• GIVEN TASK A:
Answer these questions about the Alsace wine trip post that follows:
(i) Who established the domaine in its current location?
(ii) How many hectares do the Becht vineyards cover in total?
(iii) What percentage of Domaine Becht's production is Crémant?

• DOCUMENT PASSAGE:
= = = = = = =
The AWE regularly arranges tasting tours for its members to various wine regions around the world; a vital thing to do in order to keep up one’s expert wine knowledge. The most recent trip was to Alsace, which I jumped at seeing as it’s one of my favourite wine regions. The whole trip was extremely successful, but in this post I’m going to talk about a thoroughly splendid visit we had at Domaine Pierre et Frédéric Becht.
The domaine was established in its current location by Pierre’s father, Camille, who built many of the winery buildings himself. Camille was a grower and winemaker, but he didn’t bottle his own wine. That changed with Pierre, who has been bottling his own wine and selling most of it directly from the cellar door since the end of the 1970s. Pierre has handed over the winemaking to his son Frédéric now, but he is still very present in the front of house; warmly welcoming all visitors, showing them around the domaine and hosting tastings. He’s extremely amiable and quite a showman, as you shall see later in this post.
The domaine is found in Dorlisheim, in the north of the Alsace vineyard. It’s a shame that this end of Alsace, the Bas-Rhin (Lower Rhine), is often overlooked in favour of the more famous vineyards to the south in the Haut-Rhin (Upper Rhine). Although it’s true there is a greater concentration of great vineyards and top winemakers further South in Alsace, there are nevertheless fantantic sites and superb producers in the North too. The Becht’s vineyards cover 23 hectares in total, 11 around the village of Dorlisheim and 12 in the excellent lieu-dit of Stierkopf, which is found in Mutzig.
As is common in Alsace, they have a bewildering array of wines. Broadly speaking there are about 8 different wines at each of three different quality levels (traditionnels, Stierkopf and Excellence de Stierkopf), so that makes about 24 so far. But then there are another 8 or so sweet wines, plus half a dozen Crémant and various other oddities. And that’s not to mention Pierre’s Eaux-de-vie. They were delighted to have us there to try their wines and we were in for a monster tasting, with Pierre pouring two bottles at a time at breakneck speed.
But Before we talk about the tasting, a quick word on Crémant, which is fizz made in the same way as in Champagne (secondary fermentation in the bottle) but from different regions around France. Crémant d’Alsace accounts for half of all the Crémant made; it’s good value, reliable, can be excellent and is a very important market in Alsace. At Domaine Becht it accounts for 38% of their production and an amazing 90% of that is sold at the cellar door. To get the yeast out of the bottles of Crémant (a process called riddling) they have something at domaine Becht I’d never seen before, a sort of manual gyropalette. A gyropalette is normally an electronically controlled machine, gradually jolting and turning a palette of sparkling wine bottles up on their head over a period of days, so all the yeast sediment collects in the neck, which can then be frozen and removed before the final cork is put in the bottle. However, Pierre’s had a manual crank to ratchet the palette upright, a slightly frightening device to see in action but one he clearly loved using. Just the first evidence of the show man in action, but more was to come.
= = = = = = =
• RECORDS FOR PROCESSING:

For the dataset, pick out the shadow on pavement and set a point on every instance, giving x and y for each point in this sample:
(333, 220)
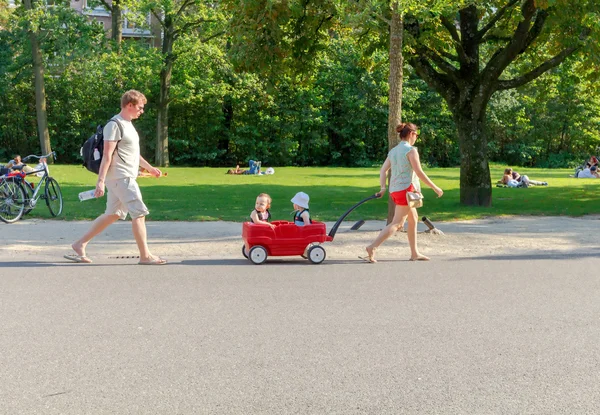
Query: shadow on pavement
(532, 256)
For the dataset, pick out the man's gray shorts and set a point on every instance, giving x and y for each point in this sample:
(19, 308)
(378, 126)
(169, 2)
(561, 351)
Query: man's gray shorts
(124, 197)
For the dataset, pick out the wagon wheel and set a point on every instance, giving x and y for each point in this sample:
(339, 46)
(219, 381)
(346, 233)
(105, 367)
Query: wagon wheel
(258, 254)
(305, 253)
(316, 254)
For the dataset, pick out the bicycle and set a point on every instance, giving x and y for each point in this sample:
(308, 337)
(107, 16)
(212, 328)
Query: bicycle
(52, 193)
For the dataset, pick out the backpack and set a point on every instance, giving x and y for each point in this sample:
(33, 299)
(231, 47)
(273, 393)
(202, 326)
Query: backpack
(93, 148)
= = = = = = =
• GIVEN TASK B:
Rewrite the listing as a numbered list, from the line containing "For the dataset, pick out the wagon" down to the end of the listing, with both ends included and blank lines left out.

• TASK OUTPUT A:
(i) Pierre's father, Camille.
(ii) 23 hectares.
(iii) 38%.

• TASK OUTPUT B:
1. For the dataset, pick out the wagon wheel and set a point on every instance, giving x and y for each point in this sample:
2. (339, 46)
3. (219, 381)
4. (346, 233)
5. (105, 367)
6. Query: wagon wheel
7. (258, 254)
8. (305, 253)
9. (316, 254)
10. For the dataset, pick out the bicycle and set a point on every instance, giving x and y for each point in this sample:
11. (308, 337)
12. (107, 16)
13. (212, 328)
14. Query: bicycle
15. (52, 193)
16. For the dataset, pick out the backpack and set a point on every instance, giving x and y for each point in this sample:
17. (33, 299)
18. (231, 47)
19. (273, 393)
20. (202, 326)
21. Query: backpack
22. (93, 148)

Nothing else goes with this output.